WORK TO COMPLETE » Reproduce all of the items below, swapping each occurrence of "Results" for "Points" and keeping everything else unchanged.

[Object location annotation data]
════

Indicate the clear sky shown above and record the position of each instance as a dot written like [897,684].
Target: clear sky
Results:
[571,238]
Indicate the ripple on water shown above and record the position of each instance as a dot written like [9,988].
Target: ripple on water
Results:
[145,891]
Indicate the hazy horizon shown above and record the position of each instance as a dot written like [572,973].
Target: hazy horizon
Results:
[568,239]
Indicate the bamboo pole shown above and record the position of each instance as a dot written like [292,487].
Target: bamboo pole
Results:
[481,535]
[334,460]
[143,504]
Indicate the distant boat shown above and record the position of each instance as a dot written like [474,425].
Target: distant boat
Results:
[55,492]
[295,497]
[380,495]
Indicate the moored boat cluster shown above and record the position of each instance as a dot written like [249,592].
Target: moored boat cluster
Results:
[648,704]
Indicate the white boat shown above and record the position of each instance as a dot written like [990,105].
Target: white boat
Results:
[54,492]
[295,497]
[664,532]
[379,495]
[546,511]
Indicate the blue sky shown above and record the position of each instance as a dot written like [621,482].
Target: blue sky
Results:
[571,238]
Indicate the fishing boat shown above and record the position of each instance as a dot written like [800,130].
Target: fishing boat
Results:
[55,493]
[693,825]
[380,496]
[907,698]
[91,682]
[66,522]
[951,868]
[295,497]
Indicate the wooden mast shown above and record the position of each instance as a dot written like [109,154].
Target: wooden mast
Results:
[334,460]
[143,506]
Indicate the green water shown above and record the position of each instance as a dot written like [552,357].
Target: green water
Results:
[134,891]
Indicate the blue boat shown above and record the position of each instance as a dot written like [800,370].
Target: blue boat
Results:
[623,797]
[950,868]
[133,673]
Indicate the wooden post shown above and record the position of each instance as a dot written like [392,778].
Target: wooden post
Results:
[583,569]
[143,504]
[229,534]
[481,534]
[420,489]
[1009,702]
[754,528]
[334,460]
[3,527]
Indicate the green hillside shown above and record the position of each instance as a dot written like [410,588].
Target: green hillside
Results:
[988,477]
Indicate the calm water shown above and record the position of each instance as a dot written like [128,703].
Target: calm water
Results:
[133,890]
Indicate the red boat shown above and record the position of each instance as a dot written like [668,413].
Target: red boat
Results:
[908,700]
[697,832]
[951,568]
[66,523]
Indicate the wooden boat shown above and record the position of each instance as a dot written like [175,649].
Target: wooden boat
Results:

════

COMPLETED TASK »
Indicate the clear sky shown above and record the position of each instance as a dot written like [897,684].
Target: clear sky
Points:
[571,238]
Indicate the ripple on water shown above and record the position of each instance as a dot written like [9,988].
Target: ripple on water
Points:
[145,891]
Indicate the hazy horizon shown above and record the position of each instance as a dot written like [572,973].
Target: hazy horizon
Points:
[568,239]
Indicate the bamboo pole shown above and record the position of each instance as a dot written like [292,487].
Target: bamboo pole
Points:
[481,535]
[334,460]
[143,504]
Indicate the distant boat shown above and record the position of each instance as a dot written like [474,425].
Target: distant boat
Points:
[55,492]
[295,497]
[380,495]
Indicate the moored boat cluster shown above and record the position of each instance as a dot written like [249,592].
Target: moored boat cluster
Points:
[648,704]
Indicate the white boat shown above and record the position of each instance as a dot written like [990,105].
Target: white boat
Points:
[54,492]
[295,497]
[664,532]
[379,495]
[546,511]
Indicate the blue sky shown above and record the position of each instance as a dot written like [621,482].
Target: blue sky
Points:
[571,238]
Indicate the fishing boat shown above and record the position of each instance as a dot written like [800,130].
Target: fishing boat
Points:
[55,493]
[693,825]
[380,496]
[907,698]
[91,682]
[66,522]
[951,868]
[295,497]
Indicate the wooden mast shown above and record the position of each instance as a dot written like [109,154].
Target: wooden mast
Points:
[334,460]
[143,506]
Indicate the green water shown above and record the position of each instance as a dot written like [552,357].
Target: green water
Points:
[134,891]
Indicate the blue boat shown above and record the position of each instance as a dot written like [800,370].
Target: blue boat
Points:
[623,797]
[950,868]
[133,673]
Indicate the wooden post shown above and record the position of each instance as a dot written like [392,778].
Target: wooden post
Points:
[583,569]
[143,504]
[229,534]
[481,534]
[420,489]
[1009,702]
[754,528]
[334,460]
[3,527]
Indicate the green hillside shown above and record the position of each instance as a dot written like [410,588].
Target: green hillside
Points:
[988,477]
Indicate the calm water shown above and record the position of each instance as a dot written like [128,703].
Target: calm water
Points:
[133,890]
Indicate the red boat shown above and record the position of each instance as a dot written like [668,413].
Target: red boat
Points:
[908,700]
[697,832]
[951,568]
[66,523]
Indicate the wooden boat shown above and record the position of each instance as a dot written like [175,649].
Target: wooden boat
Points:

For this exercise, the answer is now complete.